Soal Tertulis 1 — Salin ulang bagian artikel tentang mafia tanah di Kabupaten Cirebon, mulai dari "Dampaknya, banyak investor" sampai dengan "lanjutan yang jelas.".
Soal Tertulis 2 — Ringkas artikel tentang mafia tanah di Kabupaten Cirebon dalam dua kalimat.

Kutipan Dokumen —
※ ※ ※

Finansial

Mafia Tanah di Kabupaten Cirebon Marak, Investor Jadi Ogah Berinvestasi

kacenews.id-CIREBON-Maraknya keberadaan mafia tanah di Kabupaten Cirebon semakin menjadi sorotan utama, dengan para investor yang mulai menarik diri dari investasi di daerah tersebut.
Pasalnya, para mafia tanah diduga telah memainkan peran krusial dalam menentukan harga jual beli tanah di kawasan industri setempat, menimbulkan kerugian bagi petani dan investor.

Ketua Asosiasi Pengusaha Indonesia (APINDO) Kabupaten Cirebon, Asep Sholeh, mengutarakan keprihatinannya terhadap situasi ini dalam sebuah pernyataan kepada wartawan, Rabu (5/6/2024).

“Kami sangat resah dengan kehadiran mafia tanah di Kabupaten Cirebon. Hal ini menjadi penghambat utama pertumbuhan investasi di daerah ini,” ujar Asep Sholeh.

Dia menegaskan bahwa ulah para mafia tanah merugikan petani dan investor dengan menggunakan taktik curang dalam transaksi jual beli lahan. “Petani hanya diberi DP dan diikat dengan PPJB, sehingga investor kesulitan memperoleh tanah langsung dari petani. Setelah tanah berada di bawah kuasa mafia, harganya melambung tinggi, mempersulit investor untuk berinvestasi di Kabupaten Cirebon,” tambahnya.

Dampaknya, banyak investor yang memilih untuk beralih ke daerah lain, seperti Brebes dan Majalengka, untuk berinvestasi, yang secara langsung merugikan pertumbuhan ekonomi dan pengurangan tingkat pengangguran di Kabupaten Cirebon.

“Kondisi ini mempersulit APINDO dalam mengajak investor datang ke Kabupaten Cirebon, baik yang bergerak dalam sektor padat modal maupun padat karya,” katanya.

Asep juga menjelaskan bagaimana para mafia tanah membebani petani dengan memberikan DP yang rendah tanpa jaminan pembayaran lanjutan yang jelas.

“Para petani hanya diberi DP tanpa kejelasan. Ketika ada pembeli langsung, mafia ini memotong dan mengklaim kepemilikan tanah melalui DP atau PPJB,” ungkapnya.

※ ※ ※

(Entri dari kumpulan data)
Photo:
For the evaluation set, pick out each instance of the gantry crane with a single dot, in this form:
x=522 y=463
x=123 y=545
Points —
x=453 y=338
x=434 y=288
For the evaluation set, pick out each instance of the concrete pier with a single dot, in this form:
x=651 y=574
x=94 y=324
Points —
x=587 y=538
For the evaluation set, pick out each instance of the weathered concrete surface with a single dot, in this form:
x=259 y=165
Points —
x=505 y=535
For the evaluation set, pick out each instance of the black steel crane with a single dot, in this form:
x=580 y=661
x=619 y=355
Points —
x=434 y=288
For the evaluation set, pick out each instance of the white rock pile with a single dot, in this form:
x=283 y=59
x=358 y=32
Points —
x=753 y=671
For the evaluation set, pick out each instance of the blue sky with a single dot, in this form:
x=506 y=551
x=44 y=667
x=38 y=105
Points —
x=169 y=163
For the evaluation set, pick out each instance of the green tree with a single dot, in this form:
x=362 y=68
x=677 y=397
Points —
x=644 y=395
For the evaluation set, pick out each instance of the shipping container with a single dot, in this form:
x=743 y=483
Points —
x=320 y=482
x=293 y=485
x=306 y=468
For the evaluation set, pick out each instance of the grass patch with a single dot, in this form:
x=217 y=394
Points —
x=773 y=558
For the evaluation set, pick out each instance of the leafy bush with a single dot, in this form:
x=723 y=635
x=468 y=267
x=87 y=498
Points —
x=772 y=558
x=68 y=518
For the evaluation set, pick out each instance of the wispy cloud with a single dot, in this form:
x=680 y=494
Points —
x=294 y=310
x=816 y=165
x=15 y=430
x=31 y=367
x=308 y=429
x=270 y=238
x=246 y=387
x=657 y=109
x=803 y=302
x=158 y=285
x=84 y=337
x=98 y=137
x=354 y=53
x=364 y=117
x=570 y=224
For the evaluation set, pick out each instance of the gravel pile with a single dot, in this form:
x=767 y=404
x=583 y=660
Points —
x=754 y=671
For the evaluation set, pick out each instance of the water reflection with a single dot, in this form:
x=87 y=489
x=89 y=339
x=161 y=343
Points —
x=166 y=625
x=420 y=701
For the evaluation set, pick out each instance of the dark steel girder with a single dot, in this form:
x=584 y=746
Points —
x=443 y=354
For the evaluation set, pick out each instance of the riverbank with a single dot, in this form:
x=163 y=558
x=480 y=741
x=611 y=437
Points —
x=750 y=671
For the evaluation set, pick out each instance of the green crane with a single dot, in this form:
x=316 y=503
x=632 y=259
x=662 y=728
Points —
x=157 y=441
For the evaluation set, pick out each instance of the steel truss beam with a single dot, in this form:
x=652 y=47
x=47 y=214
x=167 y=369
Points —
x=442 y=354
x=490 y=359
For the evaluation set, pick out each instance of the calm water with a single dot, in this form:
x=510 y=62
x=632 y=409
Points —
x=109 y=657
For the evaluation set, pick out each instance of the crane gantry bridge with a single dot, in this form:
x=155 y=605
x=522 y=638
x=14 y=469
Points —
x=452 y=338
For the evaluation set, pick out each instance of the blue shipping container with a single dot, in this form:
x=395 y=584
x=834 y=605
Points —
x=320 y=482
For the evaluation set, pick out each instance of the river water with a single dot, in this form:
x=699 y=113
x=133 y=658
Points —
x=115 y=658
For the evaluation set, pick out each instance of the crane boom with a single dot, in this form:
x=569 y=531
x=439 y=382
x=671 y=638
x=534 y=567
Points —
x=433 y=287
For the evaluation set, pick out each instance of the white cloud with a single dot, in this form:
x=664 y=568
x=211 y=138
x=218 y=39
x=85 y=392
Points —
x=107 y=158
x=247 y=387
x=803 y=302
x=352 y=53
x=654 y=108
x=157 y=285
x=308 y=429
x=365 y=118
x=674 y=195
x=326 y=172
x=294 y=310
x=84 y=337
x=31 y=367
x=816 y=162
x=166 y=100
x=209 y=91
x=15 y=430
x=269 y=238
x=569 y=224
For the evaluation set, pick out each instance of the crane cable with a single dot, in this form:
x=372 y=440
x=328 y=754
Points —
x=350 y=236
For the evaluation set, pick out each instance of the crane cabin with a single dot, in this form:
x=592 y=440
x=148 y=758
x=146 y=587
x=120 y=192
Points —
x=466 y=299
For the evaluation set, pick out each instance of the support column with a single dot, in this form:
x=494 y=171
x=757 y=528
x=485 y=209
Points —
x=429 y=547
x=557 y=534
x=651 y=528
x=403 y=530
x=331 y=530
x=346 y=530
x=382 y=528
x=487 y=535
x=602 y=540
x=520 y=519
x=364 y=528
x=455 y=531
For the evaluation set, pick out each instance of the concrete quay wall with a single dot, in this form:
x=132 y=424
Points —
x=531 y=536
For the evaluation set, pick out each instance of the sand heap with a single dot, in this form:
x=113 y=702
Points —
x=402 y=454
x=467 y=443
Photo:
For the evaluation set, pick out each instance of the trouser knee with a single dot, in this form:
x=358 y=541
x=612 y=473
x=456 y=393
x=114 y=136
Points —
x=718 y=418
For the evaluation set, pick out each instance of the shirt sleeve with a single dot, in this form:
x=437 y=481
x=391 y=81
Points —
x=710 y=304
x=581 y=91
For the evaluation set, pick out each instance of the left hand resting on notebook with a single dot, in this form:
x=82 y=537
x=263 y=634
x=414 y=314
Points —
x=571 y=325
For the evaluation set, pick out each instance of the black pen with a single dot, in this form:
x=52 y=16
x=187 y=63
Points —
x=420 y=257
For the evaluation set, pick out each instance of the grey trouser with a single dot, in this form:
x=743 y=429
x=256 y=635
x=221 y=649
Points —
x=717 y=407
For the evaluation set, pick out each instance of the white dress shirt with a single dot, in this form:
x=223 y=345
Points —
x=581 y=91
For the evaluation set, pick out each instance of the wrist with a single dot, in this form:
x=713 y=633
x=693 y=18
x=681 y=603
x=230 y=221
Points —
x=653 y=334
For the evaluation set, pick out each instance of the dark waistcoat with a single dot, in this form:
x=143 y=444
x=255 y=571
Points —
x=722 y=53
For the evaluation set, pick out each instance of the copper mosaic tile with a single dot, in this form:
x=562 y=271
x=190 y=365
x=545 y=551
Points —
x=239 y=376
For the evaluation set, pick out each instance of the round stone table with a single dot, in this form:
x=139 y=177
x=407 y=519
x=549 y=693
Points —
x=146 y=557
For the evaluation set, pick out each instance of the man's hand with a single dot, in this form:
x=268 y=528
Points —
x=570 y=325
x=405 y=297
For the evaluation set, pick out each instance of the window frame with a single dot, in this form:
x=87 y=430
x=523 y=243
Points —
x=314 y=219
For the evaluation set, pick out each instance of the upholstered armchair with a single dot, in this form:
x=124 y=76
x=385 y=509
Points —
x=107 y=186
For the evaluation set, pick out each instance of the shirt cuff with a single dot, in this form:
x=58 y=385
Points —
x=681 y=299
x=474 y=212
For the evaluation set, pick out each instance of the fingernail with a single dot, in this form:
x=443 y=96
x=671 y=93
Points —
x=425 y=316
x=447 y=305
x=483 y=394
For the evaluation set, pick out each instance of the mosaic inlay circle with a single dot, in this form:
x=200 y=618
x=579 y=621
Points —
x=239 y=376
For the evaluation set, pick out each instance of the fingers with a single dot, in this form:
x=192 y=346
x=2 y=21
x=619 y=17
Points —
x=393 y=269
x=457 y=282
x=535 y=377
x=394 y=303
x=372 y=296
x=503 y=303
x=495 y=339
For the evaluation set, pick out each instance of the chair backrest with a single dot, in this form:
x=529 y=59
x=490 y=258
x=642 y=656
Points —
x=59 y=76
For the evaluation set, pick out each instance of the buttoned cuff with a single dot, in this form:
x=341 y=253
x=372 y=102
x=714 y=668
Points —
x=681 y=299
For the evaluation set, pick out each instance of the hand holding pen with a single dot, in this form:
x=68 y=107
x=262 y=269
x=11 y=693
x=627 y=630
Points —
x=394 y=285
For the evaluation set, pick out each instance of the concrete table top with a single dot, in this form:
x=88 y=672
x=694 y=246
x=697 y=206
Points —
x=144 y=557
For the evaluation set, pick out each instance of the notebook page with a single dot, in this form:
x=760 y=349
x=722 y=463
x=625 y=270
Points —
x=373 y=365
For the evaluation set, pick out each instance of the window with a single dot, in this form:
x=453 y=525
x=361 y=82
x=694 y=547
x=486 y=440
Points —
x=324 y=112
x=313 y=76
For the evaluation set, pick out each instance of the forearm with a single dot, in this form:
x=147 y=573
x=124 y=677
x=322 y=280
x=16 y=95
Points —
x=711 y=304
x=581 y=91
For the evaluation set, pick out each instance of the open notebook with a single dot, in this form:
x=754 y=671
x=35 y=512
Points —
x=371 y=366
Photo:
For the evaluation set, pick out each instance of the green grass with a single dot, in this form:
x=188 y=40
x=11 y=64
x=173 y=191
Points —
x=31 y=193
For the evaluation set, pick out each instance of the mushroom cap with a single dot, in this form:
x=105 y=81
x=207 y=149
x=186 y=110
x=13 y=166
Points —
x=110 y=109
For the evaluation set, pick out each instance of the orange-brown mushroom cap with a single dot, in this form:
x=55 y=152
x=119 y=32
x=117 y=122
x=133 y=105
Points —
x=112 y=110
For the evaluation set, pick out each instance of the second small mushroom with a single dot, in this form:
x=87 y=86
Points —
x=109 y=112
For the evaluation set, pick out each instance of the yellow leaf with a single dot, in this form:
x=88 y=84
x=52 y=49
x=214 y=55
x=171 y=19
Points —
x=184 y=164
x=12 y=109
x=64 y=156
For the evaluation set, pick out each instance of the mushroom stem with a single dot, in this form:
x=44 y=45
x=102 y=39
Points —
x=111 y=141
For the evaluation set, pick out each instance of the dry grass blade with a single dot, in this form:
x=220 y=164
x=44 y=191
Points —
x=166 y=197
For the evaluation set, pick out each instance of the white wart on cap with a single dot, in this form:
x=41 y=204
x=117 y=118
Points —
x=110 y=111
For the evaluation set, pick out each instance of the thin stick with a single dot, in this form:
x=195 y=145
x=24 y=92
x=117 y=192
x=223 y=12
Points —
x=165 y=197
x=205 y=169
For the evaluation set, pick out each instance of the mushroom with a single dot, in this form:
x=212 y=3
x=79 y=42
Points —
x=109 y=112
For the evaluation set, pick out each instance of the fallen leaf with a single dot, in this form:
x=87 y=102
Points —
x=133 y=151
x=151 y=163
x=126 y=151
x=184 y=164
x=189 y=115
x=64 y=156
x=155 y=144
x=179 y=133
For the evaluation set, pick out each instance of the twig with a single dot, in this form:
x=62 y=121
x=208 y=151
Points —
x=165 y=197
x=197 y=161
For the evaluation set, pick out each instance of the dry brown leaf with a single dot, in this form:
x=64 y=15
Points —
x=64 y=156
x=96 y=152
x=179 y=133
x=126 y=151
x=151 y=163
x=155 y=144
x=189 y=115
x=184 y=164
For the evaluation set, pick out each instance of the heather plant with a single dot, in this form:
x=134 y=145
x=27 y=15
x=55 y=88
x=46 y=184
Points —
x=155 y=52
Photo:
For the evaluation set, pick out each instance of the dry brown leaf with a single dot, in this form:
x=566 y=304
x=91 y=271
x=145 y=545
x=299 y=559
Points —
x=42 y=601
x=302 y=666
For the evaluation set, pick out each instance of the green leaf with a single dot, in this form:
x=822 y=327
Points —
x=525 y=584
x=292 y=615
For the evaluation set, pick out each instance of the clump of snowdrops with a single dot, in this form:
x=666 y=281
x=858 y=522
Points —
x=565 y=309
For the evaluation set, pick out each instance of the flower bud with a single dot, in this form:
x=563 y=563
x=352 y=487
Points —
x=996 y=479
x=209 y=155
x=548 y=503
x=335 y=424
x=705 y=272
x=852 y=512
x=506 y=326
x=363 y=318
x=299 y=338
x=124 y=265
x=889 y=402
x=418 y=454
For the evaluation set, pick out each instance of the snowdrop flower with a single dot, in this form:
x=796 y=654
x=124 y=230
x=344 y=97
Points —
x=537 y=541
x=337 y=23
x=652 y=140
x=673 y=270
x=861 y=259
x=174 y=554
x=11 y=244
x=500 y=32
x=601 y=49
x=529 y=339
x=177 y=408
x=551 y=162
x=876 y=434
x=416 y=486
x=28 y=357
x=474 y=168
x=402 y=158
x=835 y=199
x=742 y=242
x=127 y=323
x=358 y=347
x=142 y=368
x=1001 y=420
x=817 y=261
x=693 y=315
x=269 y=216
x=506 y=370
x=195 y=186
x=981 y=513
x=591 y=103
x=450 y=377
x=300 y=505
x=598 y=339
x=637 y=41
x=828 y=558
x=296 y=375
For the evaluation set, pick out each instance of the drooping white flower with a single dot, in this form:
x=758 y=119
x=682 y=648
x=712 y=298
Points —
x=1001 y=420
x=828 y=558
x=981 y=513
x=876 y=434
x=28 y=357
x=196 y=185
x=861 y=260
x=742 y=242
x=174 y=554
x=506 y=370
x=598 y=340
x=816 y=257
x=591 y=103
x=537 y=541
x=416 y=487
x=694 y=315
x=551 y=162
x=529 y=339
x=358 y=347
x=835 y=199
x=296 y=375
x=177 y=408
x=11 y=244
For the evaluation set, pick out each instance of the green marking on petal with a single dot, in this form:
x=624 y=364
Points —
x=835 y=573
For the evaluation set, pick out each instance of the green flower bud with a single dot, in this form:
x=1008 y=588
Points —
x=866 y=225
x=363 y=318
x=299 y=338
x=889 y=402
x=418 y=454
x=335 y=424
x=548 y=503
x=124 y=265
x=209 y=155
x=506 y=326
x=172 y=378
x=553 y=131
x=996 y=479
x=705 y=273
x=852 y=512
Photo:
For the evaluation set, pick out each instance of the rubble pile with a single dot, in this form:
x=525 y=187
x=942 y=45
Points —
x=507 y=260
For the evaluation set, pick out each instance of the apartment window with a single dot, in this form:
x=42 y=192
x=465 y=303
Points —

※ ※ ※

Jawaban Akhir 1 —
Dampaknya, banyak investor yang memilih untuk beralih ke daerah lain, seperti Brebes dan Majalengka, untuk berinvestasi, yang secara langsung merugikan pertumbuhan ekonomi dan pengurangan tingkat pengangguran di Kabupaten Cirebon.

“Kondisi ini mempersulit APINDO dalam mengajak investor datang ke Kabupaten Cirebon, baik yang bergerak dalam sektor padat modal maupun padat karya,” katanya.

Asep juga menjelaskan bagaimana para mafia tanah membebani petani dengan memberikan DP yang rendah tanpa jaminan pembayaran lanjutan yang jelas.

Jawaban Akhir 2 — Ketua APINDO Kabupaten Cirebon, Asep Sholeh, resah karena mafia tanah diduga menentukan harga jual beli tanah di kawasan industri dengan cara hanya memberi petani DP dan mengikatnya dengan PPJB, sehingga harga tanah melambung dan investor sulit membelinya langsung dari petani. Akibatnya, banyak investor beralih ke daerah lain seperti Brebes dan Majalengka, yang merugikan pertumbuhan ekonomi dan upaya mengurangi pengangguran di Kabupaten Cirebon.